_RECORDS SHOWN_.
= = =

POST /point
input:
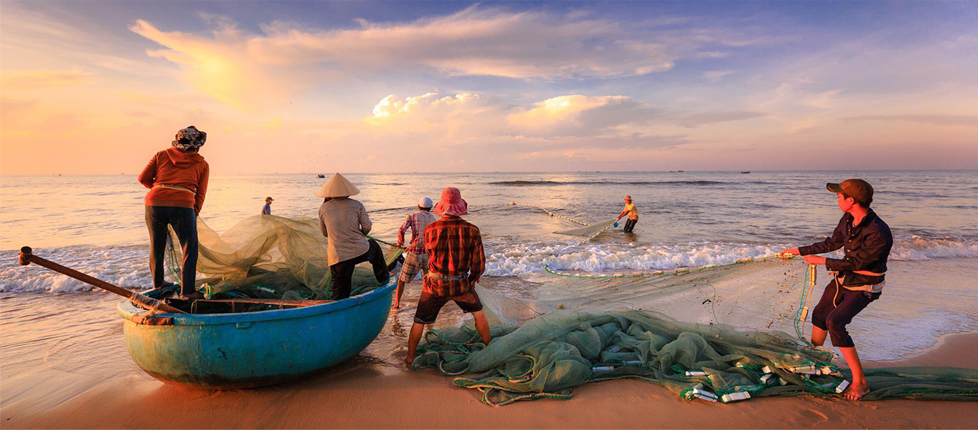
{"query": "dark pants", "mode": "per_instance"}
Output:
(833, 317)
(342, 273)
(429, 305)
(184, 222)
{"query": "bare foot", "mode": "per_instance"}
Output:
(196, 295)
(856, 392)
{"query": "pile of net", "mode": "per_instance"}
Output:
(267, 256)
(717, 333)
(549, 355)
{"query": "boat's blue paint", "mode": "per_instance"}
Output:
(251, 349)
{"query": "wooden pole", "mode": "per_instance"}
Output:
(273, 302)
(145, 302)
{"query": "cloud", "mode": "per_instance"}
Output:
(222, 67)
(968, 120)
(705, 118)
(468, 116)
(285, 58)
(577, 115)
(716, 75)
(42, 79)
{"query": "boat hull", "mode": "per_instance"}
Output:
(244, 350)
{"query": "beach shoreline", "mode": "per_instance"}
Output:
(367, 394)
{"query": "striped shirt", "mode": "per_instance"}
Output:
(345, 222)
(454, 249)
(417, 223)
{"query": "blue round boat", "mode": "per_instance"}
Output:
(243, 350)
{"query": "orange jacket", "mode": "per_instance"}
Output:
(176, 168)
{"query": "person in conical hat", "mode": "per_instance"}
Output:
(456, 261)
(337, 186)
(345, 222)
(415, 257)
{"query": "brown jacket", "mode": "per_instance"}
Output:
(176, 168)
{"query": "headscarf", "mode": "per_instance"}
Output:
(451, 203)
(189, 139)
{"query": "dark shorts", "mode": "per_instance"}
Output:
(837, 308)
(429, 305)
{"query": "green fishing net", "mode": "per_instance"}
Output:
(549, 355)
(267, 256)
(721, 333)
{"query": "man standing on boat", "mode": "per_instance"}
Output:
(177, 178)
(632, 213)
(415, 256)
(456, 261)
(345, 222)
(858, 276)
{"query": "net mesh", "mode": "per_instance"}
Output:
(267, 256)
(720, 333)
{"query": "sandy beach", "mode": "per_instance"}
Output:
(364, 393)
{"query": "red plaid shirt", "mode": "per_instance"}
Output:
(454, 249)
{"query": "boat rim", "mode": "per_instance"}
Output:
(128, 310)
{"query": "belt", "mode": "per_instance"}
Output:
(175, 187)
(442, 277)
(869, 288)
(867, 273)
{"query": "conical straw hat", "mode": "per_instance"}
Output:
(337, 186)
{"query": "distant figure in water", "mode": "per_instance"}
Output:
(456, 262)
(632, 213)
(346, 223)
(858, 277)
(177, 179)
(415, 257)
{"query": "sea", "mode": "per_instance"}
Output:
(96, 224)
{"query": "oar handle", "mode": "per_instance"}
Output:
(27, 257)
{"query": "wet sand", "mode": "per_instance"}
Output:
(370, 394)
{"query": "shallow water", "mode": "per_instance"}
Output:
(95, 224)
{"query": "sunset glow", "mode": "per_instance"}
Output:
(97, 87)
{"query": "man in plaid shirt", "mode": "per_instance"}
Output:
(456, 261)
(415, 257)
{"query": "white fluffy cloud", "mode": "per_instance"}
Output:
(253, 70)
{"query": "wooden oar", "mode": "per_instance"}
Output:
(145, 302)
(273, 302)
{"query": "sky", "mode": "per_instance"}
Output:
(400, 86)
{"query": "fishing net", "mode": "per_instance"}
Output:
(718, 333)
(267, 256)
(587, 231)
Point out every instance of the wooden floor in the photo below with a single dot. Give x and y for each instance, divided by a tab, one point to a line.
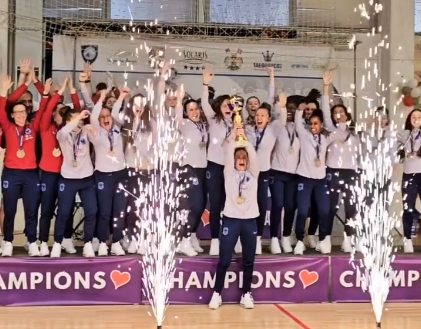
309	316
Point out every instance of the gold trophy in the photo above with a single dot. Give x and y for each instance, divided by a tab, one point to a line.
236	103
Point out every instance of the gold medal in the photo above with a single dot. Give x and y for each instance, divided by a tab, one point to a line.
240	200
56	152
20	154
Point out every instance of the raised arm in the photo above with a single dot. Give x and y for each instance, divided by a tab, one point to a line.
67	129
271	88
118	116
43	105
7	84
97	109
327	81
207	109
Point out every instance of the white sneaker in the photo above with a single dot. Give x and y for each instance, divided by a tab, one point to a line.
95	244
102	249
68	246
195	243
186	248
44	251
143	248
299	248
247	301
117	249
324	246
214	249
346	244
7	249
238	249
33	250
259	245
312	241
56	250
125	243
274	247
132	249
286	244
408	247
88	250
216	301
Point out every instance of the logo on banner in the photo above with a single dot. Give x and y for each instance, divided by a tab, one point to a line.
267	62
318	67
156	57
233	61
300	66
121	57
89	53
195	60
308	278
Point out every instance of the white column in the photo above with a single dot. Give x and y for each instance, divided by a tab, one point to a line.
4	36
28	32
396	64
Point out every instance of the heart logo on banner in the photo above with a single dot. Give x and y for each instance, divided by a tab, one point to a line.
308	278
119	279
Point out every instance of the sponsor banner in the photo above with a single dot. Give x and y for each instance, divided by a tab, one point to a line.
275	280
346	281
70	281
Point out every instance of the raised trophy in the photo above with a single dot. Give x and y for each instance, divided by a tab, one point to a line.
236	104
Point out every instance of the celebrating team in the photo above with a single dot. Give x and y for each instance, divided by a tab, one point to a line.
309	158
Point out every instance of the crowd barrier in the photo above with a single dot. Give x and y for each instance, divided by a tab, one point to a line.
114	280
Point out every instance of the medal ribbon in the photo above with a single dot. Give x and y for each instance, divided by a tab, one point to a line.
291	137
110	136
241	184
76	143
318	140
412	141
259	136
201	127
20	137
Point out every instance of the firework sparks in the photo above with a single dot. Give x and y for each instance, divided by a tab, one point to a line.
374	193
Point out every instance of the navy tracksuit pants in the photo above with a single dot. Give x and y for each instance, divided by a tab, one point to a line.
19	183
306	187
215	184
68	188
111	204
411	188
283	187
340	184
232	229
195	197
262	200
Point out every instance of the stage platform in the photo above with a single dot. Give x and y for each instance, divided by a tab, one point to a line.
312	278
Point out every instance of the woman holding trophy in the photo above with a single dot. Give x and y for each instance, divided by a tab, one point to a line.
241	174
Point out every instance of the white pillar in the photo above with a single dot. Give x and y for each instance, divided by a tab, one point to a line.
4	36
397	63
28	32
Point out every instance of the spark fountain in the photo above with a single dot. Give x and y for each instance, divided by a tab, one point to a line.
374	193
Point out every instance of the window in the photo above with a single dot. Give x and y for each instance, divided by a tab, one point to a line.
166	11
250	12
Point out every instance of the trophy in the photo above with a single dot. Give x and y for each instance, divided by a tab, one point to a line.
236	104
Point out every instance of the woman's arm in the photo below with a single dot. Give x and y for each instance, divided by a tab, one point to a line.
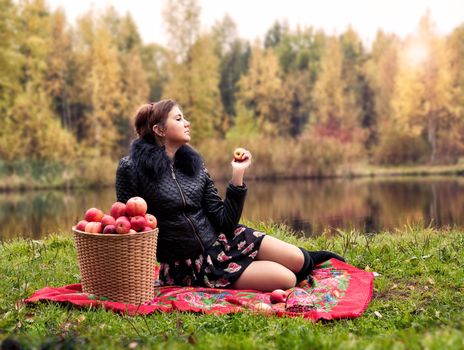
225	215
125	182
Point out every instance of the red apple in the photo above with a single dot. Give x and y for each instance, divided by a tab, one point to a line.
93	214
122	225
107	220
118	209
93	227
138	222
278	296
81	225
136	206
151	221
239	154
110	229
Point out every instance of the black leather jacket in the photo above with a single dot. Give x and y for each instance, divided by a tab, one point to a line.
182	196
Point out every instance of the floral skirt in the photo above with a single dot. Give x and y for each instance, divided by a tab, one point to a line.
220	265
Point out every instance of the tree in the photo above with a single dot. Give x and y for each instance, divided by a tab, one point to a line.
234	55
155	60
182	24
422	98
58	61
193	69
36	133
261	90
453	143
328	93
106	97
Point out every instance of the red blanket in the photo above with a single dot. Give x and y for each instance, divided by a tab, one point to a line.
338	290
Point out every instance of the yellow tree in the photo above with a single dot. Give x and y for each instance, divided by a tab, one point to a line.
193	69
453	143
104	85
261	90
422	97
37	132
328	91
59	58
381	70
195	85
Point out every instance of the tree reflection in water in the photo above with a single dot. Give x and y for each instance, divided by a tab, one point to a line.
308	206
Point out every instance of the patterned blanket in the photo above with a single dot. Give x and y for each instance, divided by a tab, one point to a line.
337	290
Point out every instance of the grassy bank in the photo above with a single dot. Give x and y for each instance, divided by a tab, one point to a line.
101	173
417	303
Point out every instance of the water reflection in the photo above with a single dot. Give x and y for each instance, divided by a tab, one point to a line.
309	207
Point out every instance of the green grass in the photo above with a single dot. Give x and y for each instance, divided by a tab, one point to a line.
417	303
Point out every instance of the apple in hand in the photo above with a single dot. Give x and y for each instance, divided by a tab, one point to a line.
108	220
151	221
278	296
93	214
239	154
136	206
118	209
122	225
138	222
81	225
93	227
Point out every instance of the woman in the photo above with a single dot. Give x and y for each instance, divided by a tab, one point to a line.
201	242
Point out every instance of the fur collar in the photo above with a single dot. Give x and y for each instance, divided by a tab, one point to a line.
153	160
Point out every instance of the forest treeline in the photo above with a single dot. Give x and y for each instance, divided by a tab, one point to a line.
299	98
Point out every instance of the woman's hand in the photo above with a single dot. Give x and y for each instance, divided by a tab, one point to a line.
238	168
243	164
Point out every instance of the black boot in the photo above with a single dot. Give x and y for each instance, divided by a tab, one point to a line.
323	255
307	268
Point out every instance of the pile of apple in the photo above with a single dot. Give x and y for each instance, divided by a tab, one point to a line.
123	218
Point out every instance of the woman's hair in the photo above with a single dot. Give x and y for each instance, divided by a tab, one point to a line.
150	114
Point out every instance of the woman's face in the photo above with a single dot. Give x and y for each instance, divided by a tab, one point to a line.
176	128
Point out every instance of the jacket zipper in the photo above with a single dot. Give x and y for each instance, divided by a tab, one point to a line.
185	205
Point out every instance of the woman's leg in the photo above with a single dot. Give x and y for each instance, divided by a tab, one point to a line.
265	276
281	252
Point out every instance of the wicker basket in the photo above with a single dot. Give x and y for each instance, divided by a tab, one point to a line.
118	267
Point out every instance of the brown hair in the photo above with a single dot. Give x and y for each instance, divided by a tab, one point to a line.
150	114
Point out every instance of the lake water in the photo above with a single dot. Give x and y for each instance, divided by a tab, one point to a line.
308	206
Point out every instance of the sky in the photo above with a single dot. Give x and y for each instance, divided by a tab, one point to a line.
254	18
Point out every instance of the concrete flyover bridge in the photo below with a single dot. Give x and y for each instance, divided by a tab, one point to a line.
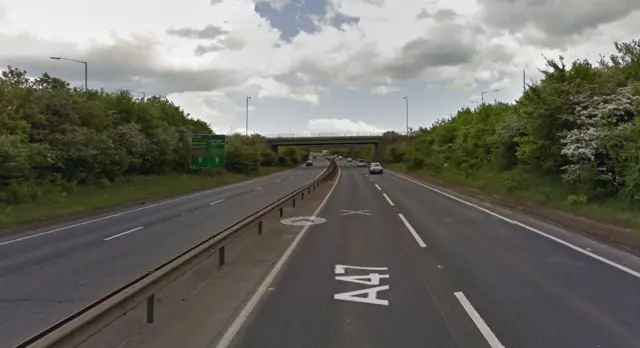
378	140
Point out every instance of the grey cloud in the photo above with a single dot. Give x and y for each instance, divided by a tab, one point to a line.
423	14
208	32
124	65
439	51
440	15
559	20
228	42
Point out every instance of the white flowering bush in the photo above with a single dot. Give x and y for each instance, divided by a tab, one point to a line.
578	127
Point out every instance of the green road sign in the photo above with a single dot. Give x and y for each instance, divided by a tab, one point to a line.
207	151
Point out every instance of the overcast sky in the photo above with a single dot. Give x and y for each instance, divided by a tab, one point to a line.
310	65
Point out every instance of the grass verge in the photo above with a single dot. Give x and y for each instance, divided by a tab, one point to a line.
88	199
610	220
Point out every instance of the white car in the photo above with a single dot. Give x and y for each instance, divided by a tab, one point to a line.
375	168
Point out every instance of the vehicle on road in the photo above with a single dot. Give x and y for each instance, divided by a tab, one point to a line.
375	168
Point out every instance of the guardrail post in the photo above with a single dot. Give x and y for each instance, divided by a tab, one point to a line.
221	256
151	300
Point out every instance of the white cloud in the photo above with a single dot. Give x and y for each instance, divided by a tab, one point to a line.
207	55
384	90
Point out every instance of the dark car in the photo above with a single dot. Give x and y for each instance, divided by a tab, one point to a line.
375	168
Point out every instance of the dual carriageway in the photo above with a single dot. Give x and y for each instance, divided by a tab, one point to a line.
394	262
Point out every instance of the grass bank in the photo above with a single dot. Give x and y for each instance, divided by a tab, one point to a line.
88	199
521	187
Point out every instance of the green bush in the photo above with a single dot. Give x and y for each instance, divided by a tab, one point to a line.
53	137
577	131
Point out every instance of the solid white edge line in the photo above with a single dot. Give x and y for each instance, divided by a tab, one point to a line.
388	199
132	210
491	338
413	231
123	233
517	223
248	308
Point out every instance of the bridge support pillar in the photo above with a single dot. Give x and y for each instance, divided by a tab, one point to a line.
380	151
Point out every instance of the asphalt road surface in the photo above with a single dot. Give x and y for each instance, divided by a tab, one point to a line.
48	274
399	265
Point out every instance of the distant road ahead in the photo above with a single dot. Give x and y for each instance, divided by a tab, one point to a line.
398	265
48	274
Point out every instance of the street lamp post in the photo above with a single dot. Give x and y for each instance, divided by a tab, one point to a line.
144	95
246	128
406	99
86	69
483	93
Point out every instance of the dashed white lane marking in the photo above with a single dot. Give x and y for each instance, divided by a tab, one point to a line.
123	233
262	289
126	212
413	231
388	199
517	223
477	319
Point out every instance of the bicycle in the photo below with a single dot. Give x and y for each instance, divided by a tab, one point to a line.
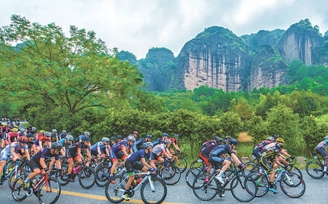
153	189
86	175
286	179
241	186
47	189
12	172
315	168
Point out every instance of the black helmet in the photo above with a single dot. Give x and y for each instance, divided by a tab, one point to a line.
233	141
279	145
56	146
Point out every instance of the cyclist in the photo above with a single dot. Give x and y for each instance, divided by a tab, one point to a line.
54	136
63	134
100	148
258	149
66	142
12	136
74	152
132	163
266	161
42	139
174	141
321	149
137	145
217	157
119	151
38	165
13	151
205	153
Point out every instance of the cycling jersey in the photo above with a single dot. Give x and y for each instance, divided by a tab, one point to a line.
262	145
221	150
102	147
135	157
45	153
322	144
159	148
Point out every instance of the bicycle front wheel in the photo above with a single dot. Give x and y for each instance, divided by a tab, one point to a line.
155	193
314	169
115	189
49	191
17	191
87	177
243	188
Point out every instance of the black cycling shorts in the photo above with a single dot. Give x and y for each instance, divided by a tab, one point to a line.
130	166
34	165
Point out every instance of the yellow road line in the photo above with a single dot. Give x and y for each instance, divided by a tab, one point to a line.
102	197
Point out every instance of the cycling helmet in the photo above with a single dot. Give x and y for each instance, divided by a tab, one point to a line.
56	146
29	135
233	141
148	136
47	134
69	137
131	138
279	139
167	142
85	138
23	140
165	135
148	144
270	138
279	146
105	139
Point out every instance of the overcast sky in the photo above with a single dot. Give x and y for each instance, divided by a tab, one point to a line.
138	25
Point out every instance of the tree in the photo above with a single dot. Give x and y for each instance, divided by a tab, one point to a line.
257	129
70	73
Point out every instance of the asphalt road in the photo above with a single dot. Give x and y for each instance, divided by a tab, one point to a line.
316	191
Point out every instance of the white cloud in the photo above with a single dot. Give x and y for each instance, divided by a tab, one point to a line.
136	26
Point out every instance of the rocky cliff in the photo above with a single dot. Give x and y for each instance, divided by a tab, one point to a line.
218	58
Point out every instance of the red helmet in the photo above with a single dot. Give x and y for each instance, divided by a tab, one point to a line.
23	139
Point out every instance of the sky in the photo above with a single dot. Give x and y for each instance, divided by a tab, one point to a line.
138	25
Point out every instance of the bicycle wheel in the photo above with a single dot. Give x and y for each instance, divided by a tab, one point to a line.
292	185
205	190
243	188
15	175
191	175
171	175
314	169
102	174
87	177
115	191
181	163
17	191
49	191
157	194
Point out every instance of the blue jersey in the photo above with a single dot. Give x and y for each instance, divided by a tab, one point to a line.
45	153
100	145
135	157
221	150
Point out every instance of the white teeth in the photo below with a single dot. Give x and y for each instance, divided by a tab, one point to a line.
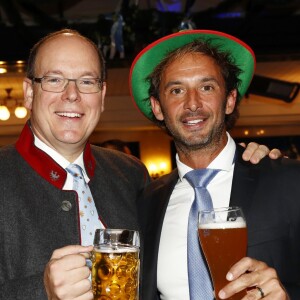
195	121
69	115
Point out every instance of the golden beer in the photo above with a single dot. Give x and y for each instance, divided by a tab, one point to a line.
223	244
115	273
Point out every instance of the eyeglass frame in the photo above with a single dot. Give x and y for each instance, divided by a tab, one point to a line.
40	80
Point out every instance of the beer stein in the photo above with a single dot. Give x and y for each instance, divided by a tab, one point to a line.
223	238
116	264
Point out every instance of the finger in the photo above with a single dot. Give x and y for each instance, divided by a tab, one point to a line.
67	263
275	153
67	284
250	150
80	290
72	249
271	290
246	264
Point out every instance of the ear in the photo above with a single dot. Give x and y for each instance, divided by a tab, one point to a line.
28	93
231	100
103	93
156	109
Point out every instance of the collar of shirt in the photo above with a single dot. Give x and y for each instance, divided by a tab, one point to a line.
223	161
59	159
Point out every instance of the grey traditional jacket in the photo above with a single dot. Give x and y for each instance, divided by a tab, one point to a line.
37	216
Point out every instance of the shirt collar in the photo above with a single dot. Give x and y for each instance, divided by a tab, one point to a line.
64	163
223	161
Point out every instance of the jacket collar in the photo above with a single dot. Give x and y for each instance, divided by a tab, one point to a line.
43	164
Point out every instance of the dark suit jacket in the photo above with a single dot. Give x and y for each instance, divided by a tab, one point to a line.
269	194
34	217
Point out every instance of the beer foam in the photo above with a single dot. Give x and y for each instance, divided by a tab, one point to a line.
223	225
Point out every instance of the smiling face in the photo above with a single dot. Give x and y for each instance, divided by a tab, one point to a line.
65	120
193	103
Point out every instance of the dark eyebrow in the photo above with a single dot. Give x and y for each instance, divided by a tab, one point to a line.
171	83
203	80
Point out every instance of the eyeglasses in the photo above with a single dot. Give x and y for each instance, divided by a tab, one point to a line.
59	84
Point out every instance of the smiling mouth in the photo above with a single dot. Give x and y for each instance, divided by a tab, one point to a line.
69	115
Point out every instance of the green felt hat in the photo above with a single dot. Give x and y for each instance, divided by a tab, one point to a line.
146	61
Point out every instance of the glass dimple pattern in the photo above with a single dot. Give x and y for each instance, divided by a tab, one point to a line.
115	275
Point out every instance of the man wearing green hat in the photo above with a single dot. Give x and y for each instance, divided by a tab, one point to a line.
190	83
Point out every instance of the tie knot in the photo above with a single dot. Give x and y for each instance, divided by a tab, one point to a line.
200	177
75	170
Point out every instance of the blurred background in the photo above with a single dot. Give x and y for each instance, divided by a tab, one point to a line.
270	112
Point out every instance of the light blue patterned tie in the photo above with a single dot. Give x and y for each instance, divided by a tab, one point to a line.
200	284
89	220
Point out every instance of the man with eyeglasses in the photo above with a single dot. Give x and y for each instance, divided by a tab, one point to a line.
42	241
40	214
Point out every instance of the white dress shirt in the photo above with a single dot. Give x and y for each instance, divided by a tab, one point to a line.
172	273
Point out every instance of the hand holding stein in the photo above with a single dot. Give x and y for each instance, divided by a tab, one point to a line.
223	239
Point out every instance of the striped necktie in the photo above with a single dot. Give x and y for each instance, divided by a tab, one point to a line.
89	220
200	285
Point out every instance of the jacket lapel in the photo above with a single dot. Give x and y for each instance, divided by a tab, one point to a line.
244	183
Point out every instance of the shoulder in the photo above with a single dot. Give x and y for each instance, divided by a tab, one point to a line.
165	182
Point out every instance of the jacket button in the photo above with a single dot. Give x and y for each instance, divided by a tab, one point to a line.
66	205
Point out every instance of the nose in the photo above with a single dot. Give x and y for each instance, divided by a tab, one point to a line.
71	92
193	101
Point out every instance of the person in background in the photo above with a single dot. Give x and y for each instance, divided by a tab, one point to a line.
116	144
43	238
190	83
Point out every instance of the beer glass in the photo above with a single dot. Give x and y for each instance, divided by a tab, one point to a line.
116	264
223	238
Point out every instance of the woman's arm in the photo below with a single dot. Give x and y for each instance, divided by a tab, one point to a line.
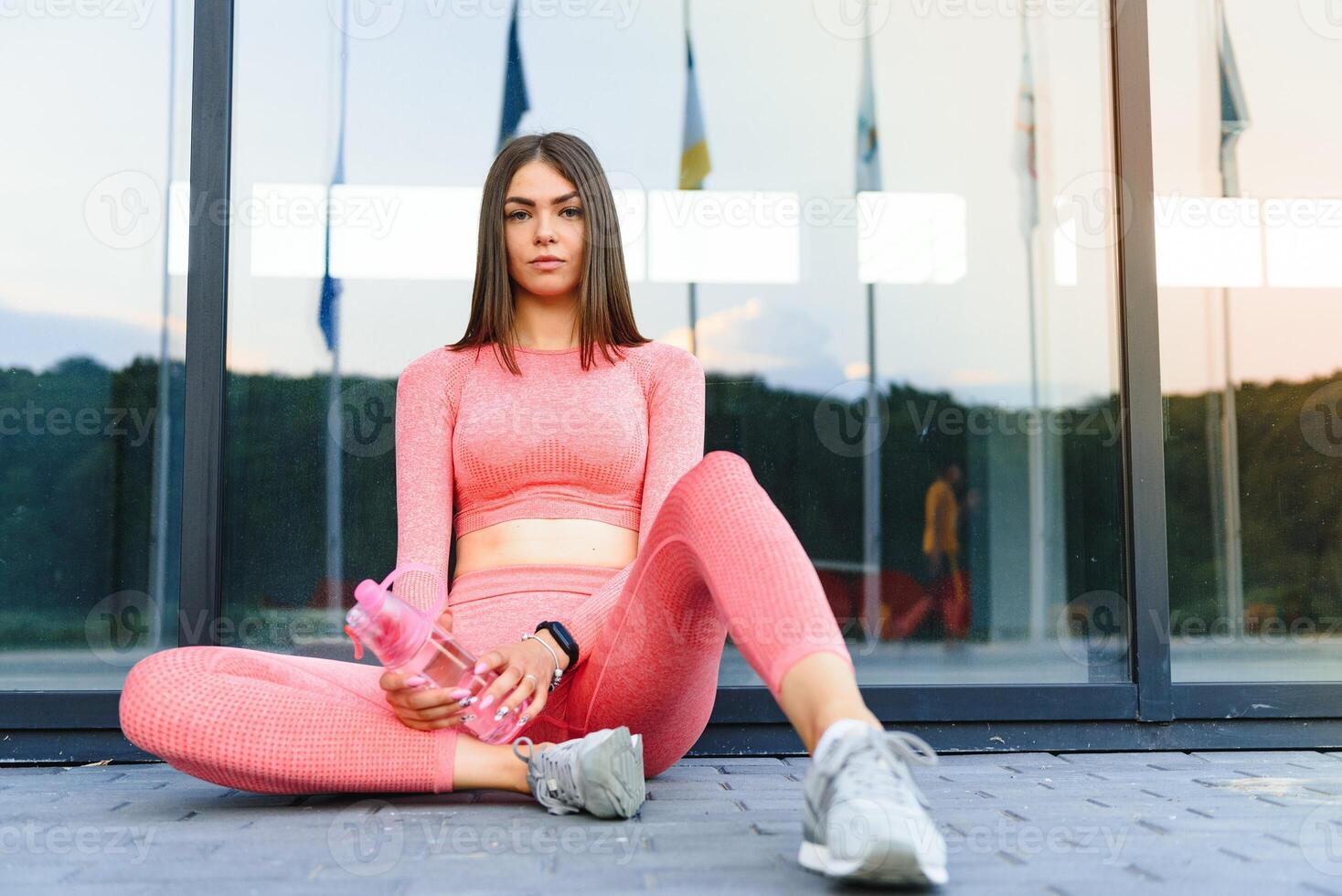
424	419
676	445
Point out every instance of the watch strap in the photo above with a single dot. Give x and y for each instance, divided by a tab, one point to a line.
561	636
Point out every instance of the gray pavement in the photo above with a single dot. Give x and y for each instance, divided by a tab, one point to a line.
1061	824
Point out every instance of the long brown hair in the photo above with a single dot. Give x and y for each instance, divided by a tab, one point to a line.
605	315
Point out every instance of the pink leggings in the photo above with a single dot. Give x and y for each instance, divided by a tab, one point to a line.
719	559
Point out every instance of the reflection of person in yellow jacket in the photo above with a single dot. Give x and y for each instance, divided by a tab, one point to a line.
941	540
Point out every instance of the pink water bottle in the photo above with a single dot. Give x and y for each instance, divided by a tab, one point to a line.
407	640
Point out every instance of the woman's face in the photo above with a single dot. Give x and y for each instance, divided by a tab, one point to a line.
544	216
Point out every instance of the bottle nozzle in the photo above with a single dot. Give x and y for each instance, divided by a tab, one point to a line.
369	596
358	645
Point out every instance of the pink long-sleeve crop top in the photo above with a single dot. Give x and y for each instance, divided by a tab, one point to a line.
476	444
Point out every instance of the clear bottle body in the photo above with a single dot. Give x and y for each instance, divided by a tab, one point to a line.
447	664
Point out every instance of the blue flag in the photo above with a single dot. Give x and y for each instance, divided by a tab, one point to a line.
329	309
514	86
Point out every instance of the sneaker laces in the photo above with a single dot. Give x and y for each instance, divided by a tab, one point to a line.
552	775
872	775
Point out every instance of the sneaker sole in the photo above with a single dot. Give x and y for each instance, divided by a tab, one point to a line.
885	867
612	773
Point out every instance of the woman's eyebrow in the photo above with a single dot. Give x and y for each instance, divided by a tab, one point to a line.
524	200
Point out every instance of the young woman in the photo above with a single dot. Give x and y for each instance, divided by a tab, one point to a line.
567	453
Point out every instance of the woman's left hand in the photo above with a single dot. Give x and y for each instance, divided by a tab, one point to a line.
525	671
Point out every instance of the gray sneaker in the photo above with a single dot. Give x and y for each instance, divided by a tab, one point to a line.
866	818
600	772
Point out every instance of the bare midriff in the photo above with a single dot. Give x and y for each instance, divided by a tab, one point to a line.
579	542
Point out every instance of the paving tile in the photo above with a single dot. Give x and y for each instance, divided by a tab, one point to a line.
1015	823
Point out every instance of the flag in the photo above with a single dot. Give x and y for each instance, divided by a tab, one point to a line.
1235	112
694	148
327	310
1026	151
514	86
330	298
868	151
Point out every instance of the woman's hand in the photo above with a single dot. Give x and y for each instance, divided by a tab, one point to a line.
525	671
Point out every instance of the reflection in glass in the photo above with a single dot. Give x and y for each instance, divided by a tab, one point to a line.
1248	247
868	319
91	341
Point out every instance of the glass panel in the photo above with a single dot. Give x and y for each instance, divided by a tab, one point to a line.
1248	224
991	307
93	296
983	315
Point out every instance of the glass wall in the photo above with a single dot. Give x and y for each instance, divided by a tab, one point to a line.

= = =

_PROBLEM TO WORK ON_. Report each line in the preceding entries that holds the string "conical".

_TASK RESULT_.
{"query": "person in conical hat", "mode": "per_instance"}
{"query": "conical straw hat", "mode": "per_instance"}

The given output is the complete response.